• _Zu erledigen_
- 1) Zu welchem Thema referierte Christian Hiß laut dem Auszug über True Cost Accounting?
- 2) Schreib aus dem Auszug über True Cost Accounting den Abschnitt von „Im Anschluss referierte“ bis einschließlich „Risiken präzise dargestellt.“ wortgetreu ab.

Nach den einleitenden Worten von BNW-Geschäftsführerin Dr. Katharina Reuter zeigte Tobias Bandel, Soil & More Impacts GmbH, dass das Thema seit Jahrzehnten existent sei, aber gerade in den letzten Jahren vor allem im Finanzsektor und auch in Teilen der Privatwirtschaft an Fahrt gewinne. Er betonte, dass True Cost Accounting in allen Sektoren anwendbar sei. Dabei gehe es vor allem um die Transformation der Wirtschaft im Sinne der Umwelt: „Man muss True Cost Account als Werkzeug sehen. Wir sind der festen Überzeugung, dass man nicht alles mit einem Preisschild versehen sollte, kann und darf […], aber Eurozeichen öffnen Türen und beschleunigen Transformation.“

Im Anschluss referierte Christian Hiß, Regionalwert AG Freiburg, zum Thema „Richtig rechnen“. Er verfolgt den Ansatz, dass Wahre Preise und True Costs in der Betriebswirtschaft richtig abgebildet werden müssen. „Ich habe mich schon vor 20 Jahren geärgert, dass wesentliche Leistungen in der Buchhaltung und im Jahresabschluss immer nur auf der Aufwandseite standen und nie auf der Ertragsseite.“ Mit seiner Methode werden nun sozial-ökologische Vermögenskonten in den Bilanzen abbildet. So würden Leistungen oder Risiken präzise dargestellt.

Dr. Johannes Knubben von HiPP berichtete zu „True Cost Accounting in der strategischen Rohstoffsicherung“. Er betonte, dass für HiPP insbesondere die True Costs und nicht die Wahren Preise entscheidend seien. Bis heute werde gedacht, dass die Gesellschaft die True Costs im Rahmen ihrer Kompensationsmöglichkeiten übernehme. Diese seien aber mittlerweile erschöpft. “Wir sind an einem Punkt, an dem wir es uns gar nicht leisten können, diese Kosten nicht zu betrachten”. Die Unternehmen müssten sich die Frage stellen, wie die Kosten reduziert werden könnten.

Laura Mervelskemper und Jan Koepper von der GLS Bank beschrieben, wie sich True Cost Accounting aus der Perspektive von Banken anwenden lässt. Laura Mervelskemper berichtete, dass Banken Geld auf Basis der Kreditwürdigkeit verleihen. Es gäbe aber viele Aspekte, die die langfristige Zahlungsfähigkeit und damit die Kreditwürdigkeit beeinflussen und nicht in den Bilanzen auftauchen. „Das ist genau der Grund, weshalb das Thema Nachhaltigkeitsrisiken so viel Aufmerksamkeit in der Finanzbranche findet“, betont sie. „Das Ganze steht und fällt mit Daten“, macht Jan Koepper deutlich. Zentral sei es, die Datenübergabe zu incentivieren, etwa durch Begleitangebote bei der sozial-ökologischen Transformation für Kund:innen.

• _Datensätze_
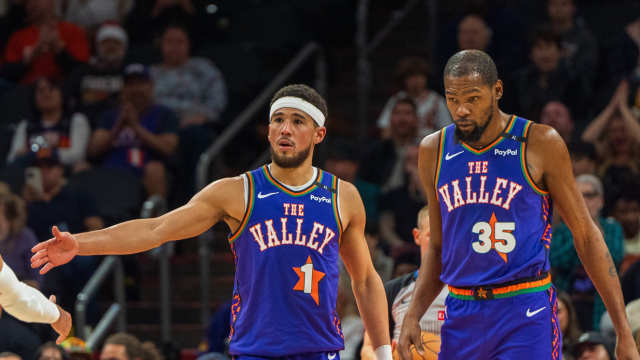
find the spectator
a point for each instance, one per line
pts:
(626, 209)
(411, 78)
(473, 33)
(48, 47)
(56, 203)
(398, 206)
(52, 127)
(544, 80)
(51, 351)
(579, 48)
(95, 87)
(16, 240)
(387, 171)
(558, 116)
(616, 135)
(195, 90)
(91, 13)
(569, 274)
(568, 323)
(9, 356)
(122, 346)
(593, 346)
(138, 134)
(583, 158)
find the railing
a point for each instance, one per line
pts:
(155, 206)
(242, 120)
(117, 310)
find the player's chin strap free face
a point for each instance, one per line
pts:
(300, 104)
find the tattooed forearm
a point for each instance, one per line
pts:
(612, 266)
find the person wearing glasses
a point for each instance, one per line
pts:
(569, 274)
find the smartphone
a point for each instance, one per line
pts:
(33, 177)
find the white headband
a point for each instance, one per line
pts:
(300, 104)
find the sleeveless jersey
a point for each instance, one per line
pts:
(496, 223)
(286, 282)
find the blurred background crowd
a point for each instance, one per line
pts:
(107, 103)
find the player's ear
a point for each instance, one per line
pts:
(498, 89)
(319, 134)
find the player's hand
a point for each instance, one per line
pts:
(63, 325)
(54, 252)
(626, 349)
(410, 335)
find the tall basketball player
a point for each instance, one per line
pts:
(493, 176)
(289, 223)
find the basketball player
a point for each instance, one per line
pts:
(400, 291)
(493, 176)
(289, 222)
(28, 304)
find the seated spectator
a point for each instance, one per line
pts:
(138, 134)
(53, 202)
(195, 90)
(411, 79)
(568, 273)
(16, 240)
(583, 158)
(568, 323)
(95, 87)
(399, 206)
(558, 116)
(9, 356)
(626, 209)
(49, 47)
(91, 13)
(51, 351)
(592, 345)
(616, 134)
(387, 171)
(51, 127)
(544, 79)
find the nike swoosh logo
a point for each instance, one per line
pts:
(531, 313)
(451, 156)
(262, 196)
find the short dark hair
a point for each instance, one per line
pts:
(406, 100)
(472, 62)
(305, 93)
(544, 33)
(132, 346)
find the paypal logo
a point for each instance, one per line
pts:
(320, 198)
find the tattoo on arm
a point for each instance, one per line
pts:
(612, 266)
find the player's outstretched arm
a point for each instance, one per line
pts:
(547, 148)
(428, 284)
(367, 285)
(205, 209)
(28, 304)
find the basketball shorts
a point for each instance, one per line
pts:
(307, 356)
(523, 327)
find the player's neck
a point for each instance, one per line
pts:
(494, 129)
(295, 176)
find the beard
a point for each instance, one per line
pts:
(475, 134)
(288, 162)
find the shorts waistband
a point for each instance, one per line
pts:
(499, 291)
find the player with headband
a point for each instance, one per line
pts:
(289, 222)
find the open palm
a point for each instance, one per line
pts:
(54, 252)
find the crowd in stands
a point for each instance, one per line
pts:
(85, 107)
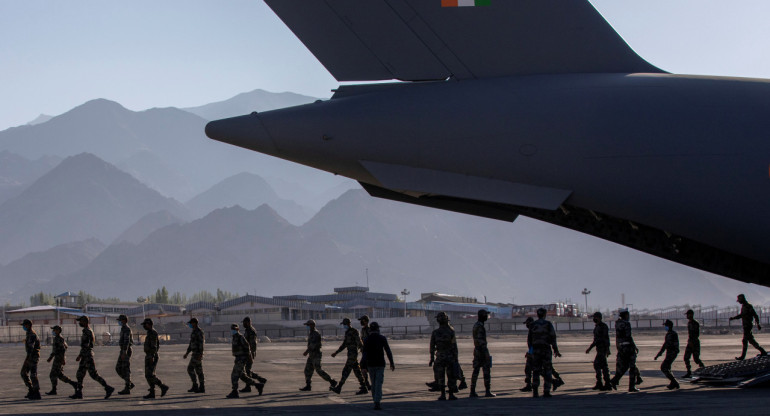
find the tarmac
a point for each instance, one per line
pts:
(404, 389)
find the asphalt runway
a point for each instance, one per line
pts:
(404, 389)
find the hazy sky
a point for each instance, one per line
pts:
(55, 55)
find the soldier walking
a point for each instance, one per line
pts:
(195, 367)
(29, 368)
(57, 355)
(602, 344)
(251, 337)
(482, 360)
(747, 316)
(693, 343)
(671, 348)
(151, 347)
(627, 351)
(242, 354)
(365, 331)
(373, 357)
(542, 338)
(123, 367)
(352, 343)
(86, 360)
(313, 354)
(443, 354)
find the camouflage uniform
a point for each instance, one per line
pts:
(626, 356)
(87, 360)
(693, 344)
(481, 358)
(671, 348)
(353, 343)
(542, 338)
(195, 367)
(314, 358)
(747, 316)
(29, 368)
(57, 355)
(444, 345)
(151, 347)
(242, 354)
(251, 337)
(602, 344)
(123, 367)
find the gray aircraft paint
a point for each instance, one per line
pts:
(672, 165)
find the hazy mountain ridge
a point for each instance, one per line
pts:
(83, 197)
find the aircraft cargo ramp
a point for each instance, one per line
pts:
(753, 372)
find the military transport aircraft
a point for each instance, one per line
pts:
(530, 107)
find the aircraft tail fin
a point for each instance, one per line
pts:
(415, 40)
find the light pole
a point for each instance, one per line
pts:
(585, 293)
(404, 293)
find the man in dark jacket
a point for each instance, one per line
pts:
(375, 348)
(747, 316)
(671, 348)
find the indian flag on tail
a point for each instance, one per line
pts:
(465, 3)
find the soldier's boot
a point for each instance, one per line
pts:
(632, 385)
(463, 385)
(488, 392)
(34, 394)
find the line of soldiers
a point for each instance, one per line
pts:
(541, 343)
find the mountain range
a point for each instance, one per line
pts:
(90, 200)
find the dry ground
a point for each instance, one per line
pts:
(404, 392)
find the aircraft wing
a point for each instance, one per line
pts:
(415, 40)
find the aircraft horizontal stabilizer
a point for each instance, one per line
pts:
(435, 182)
(417, 40)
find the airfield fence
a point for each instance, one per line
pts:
(108, 334)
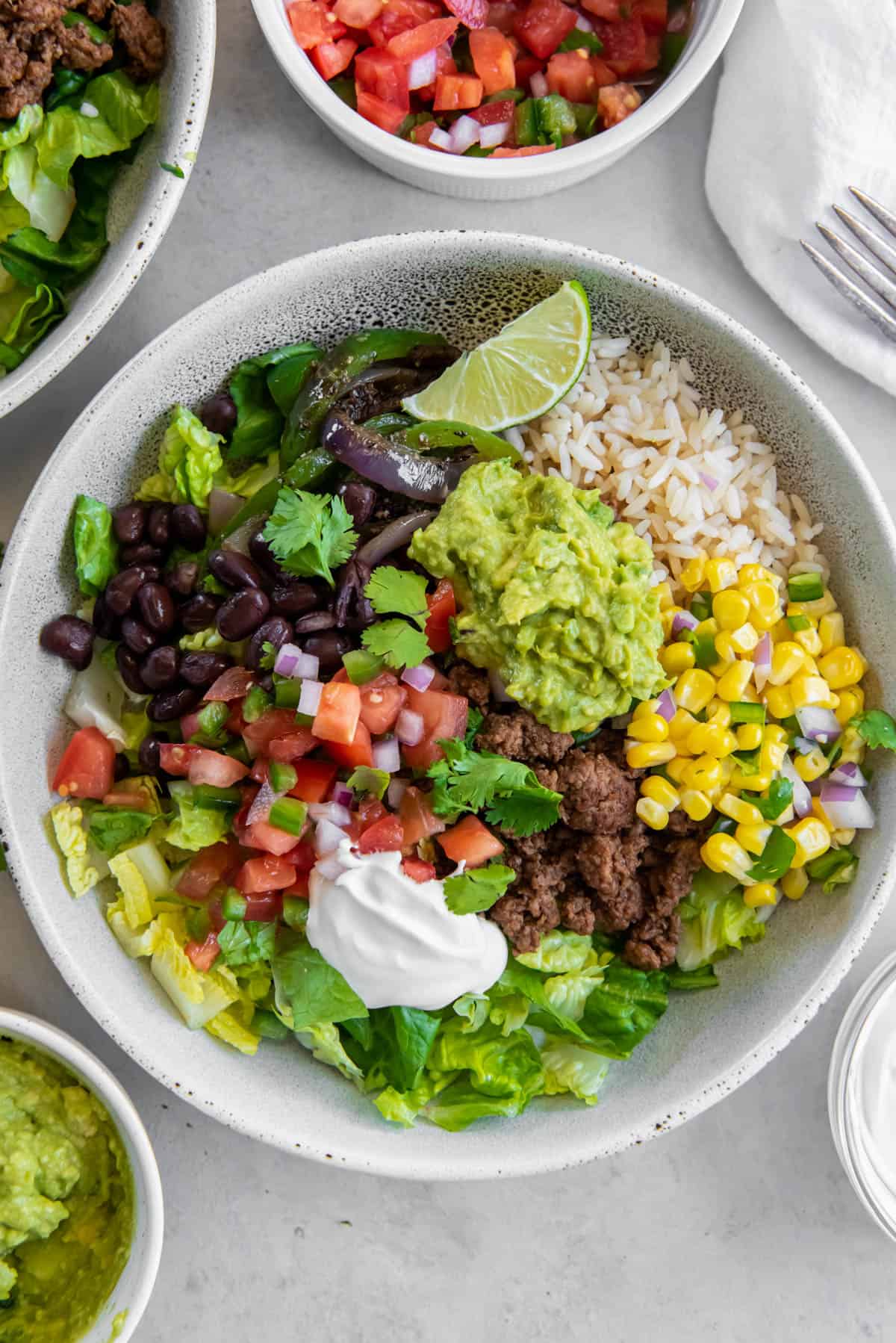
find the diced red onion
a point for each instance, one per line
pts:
(388, 755)
(423, 70)
(418, 677)
(309, 698)
(818, 725)
(494, 136)
(408, 728)
(848, 809)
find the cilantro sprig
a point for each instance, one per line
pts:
(477, 781)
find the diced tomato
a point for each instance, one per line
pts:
(312, 23)
(87, 766)
(383, 834)
(267, 873)
(418, 818)
(494, 63)
(383, 75)
(444, 716)
(332, 58)
(203, 954)
(543, 26)
(382, 701)
(314, 779)
(470, 843)
(417, 42)
(418, 871)
(453, 93)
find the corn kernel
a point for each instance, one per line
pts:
(696, 804)
(695, 689)
(761, 893)
(810, 766)
(786, 661)
(676, 658)
(723, 853)
(694, 572)
(832, 631)
(642, 755)
(660, 790)
(652, 813)
(812, 838)
(735, 681)
(748, 736)
(739, 810)
(650, 727)
(731, 609)
(754, 838)
(841, 668)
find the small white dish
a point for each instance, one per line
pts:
(134, 1288)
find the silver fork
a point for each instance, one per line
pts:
(883, 317)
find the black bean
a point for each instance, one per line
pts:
(172, 704)
(220, 414)
(242, 614)
(200, 669)
(137, 637)
(329, 648)
(234, 570)
(70, 638)
(314, 621)
(276, 630)
(159, 668)
(129, 669)
(181, 579)
(359, 498)
(293, 598)
(188, 525)
(159, 525)
(156, 606)
(199, 612)
(148, 754)
(128, 523)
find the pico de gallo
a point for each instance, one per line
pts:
(497, 78)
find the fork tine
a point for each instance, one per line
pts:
(879, 247)
(865, 305)
(884, 288)
(884, 217)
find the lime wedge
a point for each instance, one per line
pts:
(519, 373)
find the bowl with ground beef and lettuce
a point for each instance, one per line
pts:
(102, 106)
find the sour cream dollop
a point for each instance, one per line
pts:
(394, 939)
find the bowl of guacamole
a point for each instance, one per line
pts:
(81, 1208)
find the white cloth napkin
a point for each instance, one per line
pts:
(808, 108)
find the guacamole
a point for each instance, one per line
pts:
(66, 1201)
(553, 594)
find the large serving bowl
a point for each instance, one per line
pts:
(144, 199)
(465, 285)
(499, 179)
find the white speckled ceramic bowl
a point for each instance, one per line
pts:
(465, 285)
(134, 1288)
(499, 179)
(143, 203)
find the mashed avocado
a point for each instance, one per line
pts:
(66, 1201)
(553, 594)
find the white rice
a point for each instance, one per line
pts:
(685, 477)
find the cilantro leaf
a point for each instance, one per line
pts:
(472, 892)
(311, 535)
(876, 728)
(399, 644)
(393, 590)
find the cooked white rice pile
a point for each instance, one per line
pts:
(685, 477)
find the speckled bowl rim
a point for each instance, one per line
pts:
(117, 276)
(729, 1079)
(85, 1065)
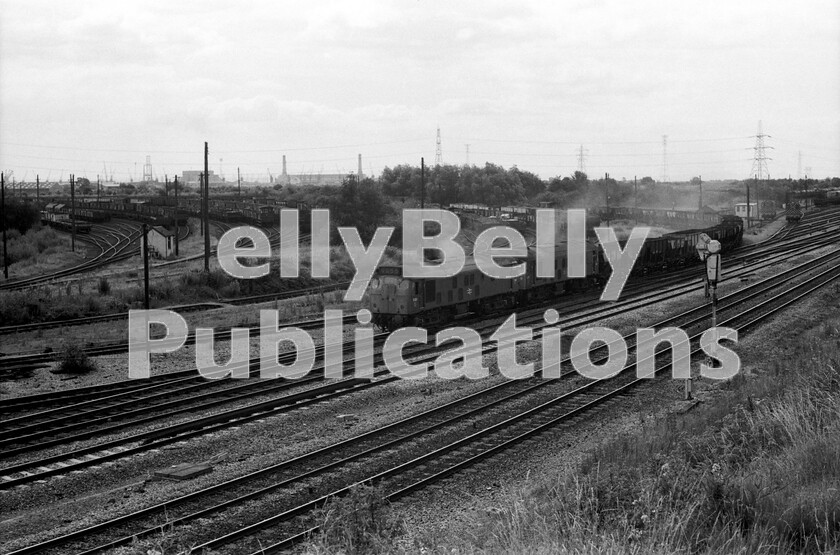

• _Die Antworten_
- 1) Zum Thema „Richtig rechnen“.

- 2)
Im Anschluss referierte Christian Hiß, Regionalwert AG Freiburg, zum Thema „Richtig rechnen“. Er verfolgt den Ansatz, dass Wahre Preise und True Costs in der Betriebswirtschaft richtig abgebildet werden müssen. „Ich habe mich schon vor 20 Jahren geärgert, dass wesentliche Leistungen in der Buchhaltung und im Jahresabschluss immer nur auf der Aufwandseite standen und nie auf der Ertragsseite.“ Mit seiner Methode werden nun sozial-ökologische Vermögenskonten in den Bilanzen abbildet. So würden Leistungen oder Risiken präzise dargestellt.